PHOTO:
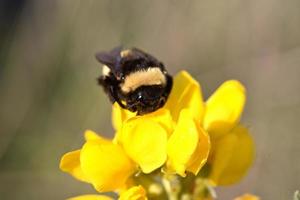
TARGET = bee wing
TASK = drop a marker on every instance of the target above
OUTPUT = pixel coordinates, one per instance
(110, 59)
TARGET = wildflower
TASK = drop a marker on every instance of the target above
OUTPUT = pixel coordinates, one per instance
(99, 162)
(133, 193)
(232, 147)
(183, 136)
(232, 150)
(183, 144)
(247, 197)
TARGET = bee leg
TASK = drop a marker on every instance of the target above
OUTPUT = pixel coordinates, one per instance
(168, 86)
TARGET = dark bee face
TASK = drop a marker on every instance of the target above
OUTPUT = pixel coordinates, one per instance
(134, 79)
(146, 99)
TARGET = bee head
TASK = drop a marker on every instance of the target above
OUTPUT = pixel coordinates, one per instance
(146, 99)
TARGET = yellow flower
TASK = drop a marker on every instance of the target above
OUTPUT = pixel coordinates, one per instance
(170, 135)
(191, 119)
(247, 197)
(134, 193)
(100, 162)
(232, 146)
(91, 197)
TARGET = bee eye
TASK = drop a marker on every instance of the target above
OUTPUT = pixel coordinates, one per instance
(140, 96)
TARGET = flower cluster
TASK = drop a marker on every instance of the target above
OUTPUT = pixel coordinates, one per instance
(187, 137)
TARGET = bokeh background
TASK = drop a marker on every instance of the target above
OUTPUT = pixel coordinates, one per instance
(49, 93)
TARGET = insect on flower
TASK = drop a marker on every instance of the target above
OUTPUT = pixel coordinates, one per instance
(134, 79)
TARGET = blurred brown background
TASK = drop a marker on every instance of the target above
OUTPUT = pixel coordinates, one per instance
(49, 94)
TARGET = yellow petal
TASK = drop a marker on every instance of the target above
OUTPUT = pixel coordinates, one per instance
(145, 142)
(182, 143)
(134, 193)
(91, 197)
(247, 197)
(70, 163)
(186, 93)
(119, 115)
(105, 164)
(201, 153)
(224, 108)
(231, 157)
(162, 117)
(91, 135)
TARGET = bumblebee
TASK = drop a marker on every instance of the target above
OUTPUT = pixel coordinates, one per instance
(134, 79)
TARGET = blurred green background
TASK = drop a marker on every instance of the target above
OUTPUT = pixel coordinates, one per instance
(49, 93)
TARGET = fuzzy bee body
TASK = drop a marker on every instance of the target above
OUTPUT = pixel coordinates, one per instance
(134, 79)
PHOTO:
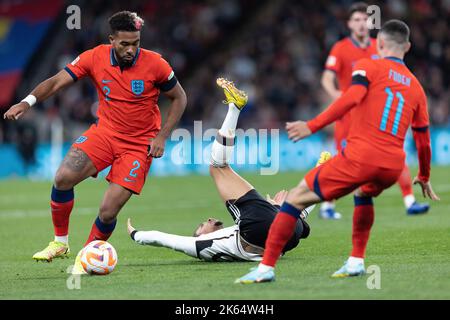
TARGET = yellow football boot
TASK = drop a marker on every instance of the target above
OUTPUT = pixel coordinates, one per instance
(54, 249)
(232, 94)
==============================
* Task objective
Reproduce every one of the items above word for word, leaving out the pictures.

* Answer to this exercise
PHOTO:
TARGET = bee wing
TASK = drop a marker on every instance of the target above
OUTPUT = pixel coordinates, one per instance
(110, 59)
TARGET = wildflower
TASK = drop a marker on every instance of the target above
OUTPUT = pixel coordinates, one per instance
(99, 162)
(133, 193)
(232, 147)
(183, 136)
(232, 150)
(183, 144)
(247, 197)
TARGET = bee leg
TASK = drop a marker on every instance of the target above
OUTPUT = pixel coordinates, one per instance
(168, 86)
TARGET = dark bee face
TASK = drop a marker on every instance of the target above
OUTPUT = pixel coordinates, one per instance
(134, 79)
(146, 99)
TARGET = bee head
TASK = drop a marker on every instance of the target above
OUTPUT = pixel coordinates, one per instance
(146, 99)
TARGET = yellow flower
TASK = drop a marker on every instance of the target above
OUTPUT = pixel coordinates, one per instance
(170, 135)
(191, 119)
(247, 197)
(134, 193)
(100, 162)
(232, 146)
(91, 197)
TARGET = bee eye
TASK = drop a marker on every instance of the target above
OUTPUT = pixel coordinates, one per instance
(140, 96)
TARGET = flower cluster
TASK = drop a marker on every instance of the target above
OUTPUT = pixel coordinates, one per instance
(187, 137)
TARGET = bokeh background
TASK = drop a marker on every instance of the target above
OUTPUT = pixel coordinates, one per instance
(49, 93)
TARGET = insect on flower
TASK = drop a marker on every instance of the target above
OUTPUT = pixel coordinates, one per instance
(134, 79)
TARGET = blurred brown background
TASK = drop a marker on every instance of the target above
OUTPUT = pixel coordinates, one per instance
(49, 94)
TARGET = yellow petal
TASK = drop a marker on every instance of the target above
OUTPUT = pixel coordinates, one per instance
(145, 142)
(182, 143)
(134, 193)
(91, 197)
(247, 197)
(70, 163)
(186, 93)
(119, 115)
(105, 164)
(201, 153)
(224, 108)
(231, 157)
(162, 117)
(91, 135)
TARGET = bumblebee
TASK = drop a marker on every instance of the target above
OUTPUT = pixel coordinates, one per instance
(134, 79)
TARGET = blurred green background
TASK = drop a marker on every instance of the target above
OUTPUT = pixel coordinates, one per instance
(49, 93)
TARGET = fuzzy bee body
TASK = drop a marker on every instance of the target above
OUTPUT = pixel coordinates, one per instance
(134, 79)
PHOTO:
TARGET = yellow football boot
TASK = drop a marker on every instance of the target above
OUTPUT = pixel coordinates, one per instance
(54, 249)
(232, 94)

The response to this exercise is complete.